• Records for this exercise:
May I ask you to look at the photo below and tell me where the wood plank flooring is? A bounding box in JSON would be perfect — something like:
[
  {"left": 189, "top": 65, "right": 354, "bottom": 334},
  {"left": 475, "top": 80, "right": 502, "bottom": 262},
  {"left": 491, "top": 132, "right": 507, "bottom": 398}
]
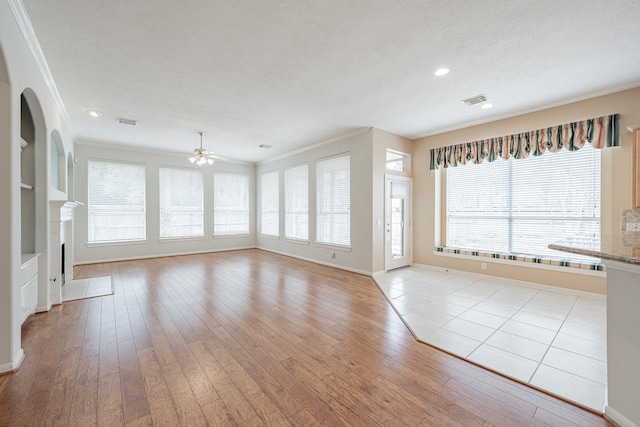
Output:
[{"left": 0, "top": 250, "right": 610, "bottom": 427}]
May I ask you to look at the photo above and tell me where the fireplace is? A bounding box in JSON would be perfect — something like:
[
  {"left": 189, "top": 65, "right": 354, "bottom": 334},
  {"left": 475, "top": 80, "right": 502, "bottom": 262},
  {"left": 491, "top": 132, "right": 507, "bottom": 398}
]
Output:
[{"left": 48, "top": 200, "right": 81, "bottom": 311}]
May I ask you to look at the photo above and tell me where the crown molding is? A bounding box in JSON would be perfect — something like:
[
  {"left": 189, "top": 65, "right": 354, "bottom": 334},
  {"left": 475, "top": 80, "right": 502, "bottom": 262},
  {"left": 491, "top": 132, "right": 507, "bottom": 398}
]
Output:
[
  {"left": 256, "top": 126, "right": 373, "bottom": 165},
  {"left": 7, "top": 0, "right": 74, "bottom": 140}
]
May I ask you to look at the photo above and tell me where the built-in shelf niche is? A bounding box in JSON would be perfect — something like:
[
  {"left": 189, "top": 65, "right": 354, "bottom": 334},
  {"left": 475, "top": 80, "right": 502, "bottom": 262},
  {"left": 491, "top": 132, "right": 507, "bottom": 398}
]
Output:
[{"left": 20, "top": 96, "right": 36, "bottom": 254}]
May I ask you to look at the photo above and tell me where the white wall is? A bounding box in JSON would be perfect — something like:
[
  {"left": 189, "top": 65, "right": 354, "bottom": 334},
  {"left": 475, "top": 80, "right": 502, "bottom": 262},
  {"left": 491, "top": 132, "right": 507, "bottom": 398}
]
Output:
[
  {"left": 74, "top": 141, "right": 256, "bottom": 264},
  {"left": 0, "top": 0, "right": 72, "bottom": 372},
  {"left": 256, "top": 130, "right": 373, "bottom": 274}
]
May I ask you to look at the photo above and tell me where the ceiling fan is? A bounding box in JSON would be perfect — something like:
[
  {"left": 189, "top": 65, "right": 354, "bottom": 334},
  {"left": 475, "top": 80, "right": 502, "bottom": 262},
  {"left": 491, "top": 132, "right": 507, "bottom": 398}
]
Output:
[{"left": 189, "top": 131, "right": 226, "bottom": 166}]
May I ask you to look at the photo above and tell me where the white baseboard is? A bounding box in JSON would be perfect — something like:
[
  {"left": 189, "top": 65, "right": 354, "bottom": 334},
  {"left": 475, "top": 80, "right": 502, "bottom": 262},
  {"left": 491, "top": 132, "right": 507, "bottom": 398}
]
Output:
[
  {"left": 0, "top": 349, "right": 24, "bottom": 374},
  {"left": 257, "top": 246, "right": 372, "bottom": 276},
  {"left": 604, "top": 405, "right": 638, "bottom": 427},
  {"left": 73, "top": 246, "right": 259, "bottom": 265}
]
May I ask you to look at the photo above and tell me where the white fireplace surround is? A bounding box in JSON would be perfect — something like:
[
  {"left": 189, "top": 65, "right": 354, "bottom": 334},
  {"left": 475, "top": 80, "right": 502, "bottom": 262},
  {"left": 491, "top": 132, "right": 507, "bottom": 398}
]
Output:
[{"left": 48, "top": 200, "right": 82, "bottom": 311}]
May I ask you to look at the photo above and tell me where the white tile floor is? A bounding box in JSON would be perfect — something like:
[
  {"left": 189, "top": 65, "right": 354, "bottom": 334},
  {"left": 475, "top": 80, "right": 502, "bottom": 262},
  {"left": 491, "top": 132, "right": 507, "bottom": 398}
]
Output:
[
  {"left": 62, "top": 276, "right": 113, "bottom": 302},
  {"left": 375, "top": 267, "right": 607, "bottom": 412}
]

• What is required: Convert every line of the records above into a Markdown table with the columns "Row" and "Text", numbering each line and omitting blank lines. Leave the pictures out of the table.

• Exercise output:
| Row | Text |
|---|---|
| 1 | May I ask you to look at the photo below and tell me where the wood plank flooring is? A bounding box in JSON would be perfect — something like: |
| 2 | [ |
| 3 |   {"left": 189, "top": 65, "right": 354, "bottom": 334}, |
| 4 |   {"left": 475, "top": 80, "right": 502, "bottom": 262}, |
| 5 |   {"left": 491, "top": 132, "right": 507, "bottom": 398} |
| 6 | ] |
| 7 | Output: |
| 8 | [{"left": 0, "top": 250, "right": 610, "bottom": 427}] |
| 9 | May I ask you to look at the photo above and tell me where the fireplace is? A bounding box in JSON would be perfect — something like: |
| 10 | [ |
| 11 |   {"left": 189, "top": 65, "right": 354, "bottom": 334}, |
| 12 |   {"left": 475, "top": 80, "right": 502, "bottom": 262}, |
| 13 |   {"left": 491, "top": 132, "right": 507, "bottom": 398} |
| 14 | ] |
| 15 | Output: |
| 16 | [{"left": 48, "top": 200, "right": 81, "bottom": 311}] |
| 17 | May I ask you to look at the photo above and tell me where the crown molding is? A bounding box in JSON would be perfect — something like: |
| 18 | [ |
| 19 |   {"left": 189, "top": 65, "right": 354, "bottom": 334}, |
| 20 |   {"left": 475, "top": 80, "right": 502, "bottom": 262}, |
| 21 |   {"left": 491, "top": 132, "right": 507, "bottom": 398} |
| 22 | ] |
| 23 | Output: |
| 24 | [ |
| 25 |   {"left": 256, "top": 126, "right": 373, "bottom": 165}, |
| 26 |   {"left": 7, "top": 0, "right": 74, "bottom": 140} |
| 27 | ] |
| 28 | May I ask you to look at the photo above and tell me where the built-in shelf niche is? A bounding box in JSON would be perfect — something like: |
| 29 | [ |
| 30 |   {"left": 189, "top": 65, "right": 354, "bottom": 334}, |
| 31 |   {"left": 475, "top": 80, "right": 502, "bottom": 262}, |
| 32 |   {"left": 491, "top": 132, "right": 507, "bottom": 398} |
| 33 | ] |
| 34 | Output: |
| 35 | [{"left": 20, "top": 96, "right": 36, "bottom": 254}] |
| 36 | May I ask you to look at the photo above and tell me where the white wall is? A bounding box in JSON would be perfect — something like: |
| 37 | [ |
| 38 |   {"left": 189, "top": 65, "right": 354, "bottom": 334}, |
| 39 |   {"left": 475, "top": 80, "right": 502, "bottom": 262}, |
| 40 |   {"left": 491, "top": 132, "right": 507, "bottom": 398} |
| 41 | ] |
| 42 | Output: |
| 43 | [ |
| 44 |   {"left": 74, "top": 141, "right": 256, "bottom": 264}, |
| 45 |   {"left": 0, "top": 0, "right": 72, "bottom": 372}, |
| 46 |   {"left": 256, "top": 130, "right": 373, "bottom": 274} |
| 47 | ] |
| 48 | May I ask you to look at the photo above and tell me where the ceiling fan is? A bounding box in JSON would be perfect — something like: |
| 49 | [ |
| 50 |   {"left": 189, "top": 65, "right": 354, "bottom": 334}, |
| 51 |   {"left": 475, "top": 80, "right": 502, "bottom": 262}, |
| 52 |   {"left": 491, "top": 132, "right": 507, "bottom": 398} |
| 53 | ] |
| 54 | Output: |
| 55 | [{"left": 189, "top": 131, "right": 226, "bottom": 166}] |
| 56 | May I ask you to look at the photo above and tell me where the white baseboard is? A bounding box in JSON would be perfect — something like: |
| 57 | [ |
| 58 |   {"left": 189, "top": 65, "right": 354, "bottom": 334}, |
| 59 |   {"left": 475, "top": 80, "right": 502, "bottom": 262}, |
| 60 |   {"left": 491, "top": 132, "right": 507, "bottom": 398} |
| 61 | ] |
| 62 | Output: |
| 63 | [ |
| 64 |   {"left": 0, "top": 349, "right": 24, "bottom": 374}, |
| 65 |   {"left": 257, "top": 246, "right": 372, "bottom": 276}, |
| 66 |   {"left": 604, "top": 405, "right": 638, "bottom": 427}, |
| 67 |   {"left": 73, "top": 246, "right": 259, "bottom": 265} |
| 68 | ] |
| 69 | May I ask you to look at the photo above and tell me where the white fireplace surround is? A bounding box in JSON would be perfect — something like: |
| 70 | [ |
| 71 |   {"left": 189, "top": 65, "right": 354, "bottom": 334}, |
| 72 |   {"left": 475, "top": 80, "right": 502, "bottom": 262}, |
| 73 |   {"left": 491, "top": 132, "right": 507, "bottom": 398} |
| 74 | ] |
| 75 | Output: |
| 76 | [{"left": 48, "top": 200, "right": 82, "bottom": 311}] |
| 77 | May I ask you to look at the photo above and tell me where the white tile floor is? A bounding box in JSON would be perfect — something like: |
| 78 | [ |
| 79 |   {"left": 189, "top": 65, "right": 354, "bottom": 334}, |
| 80 |   {"left": 475, "top": 80, "right": 502, "bottom": 262}, |
| 81 |   {"left": 491, "top": 132, "right": 507, "bottom": 398} |
| 82 | ] |
| 83 | Output: |
| 84 | [ |
| 85 |   {"left": 62, "top": 276, "right": 113, "bottom": 302}, |
| 86 |   {"left": 375, "top": 267, "right": 607, "bottom": 412} |
| 87 | ] |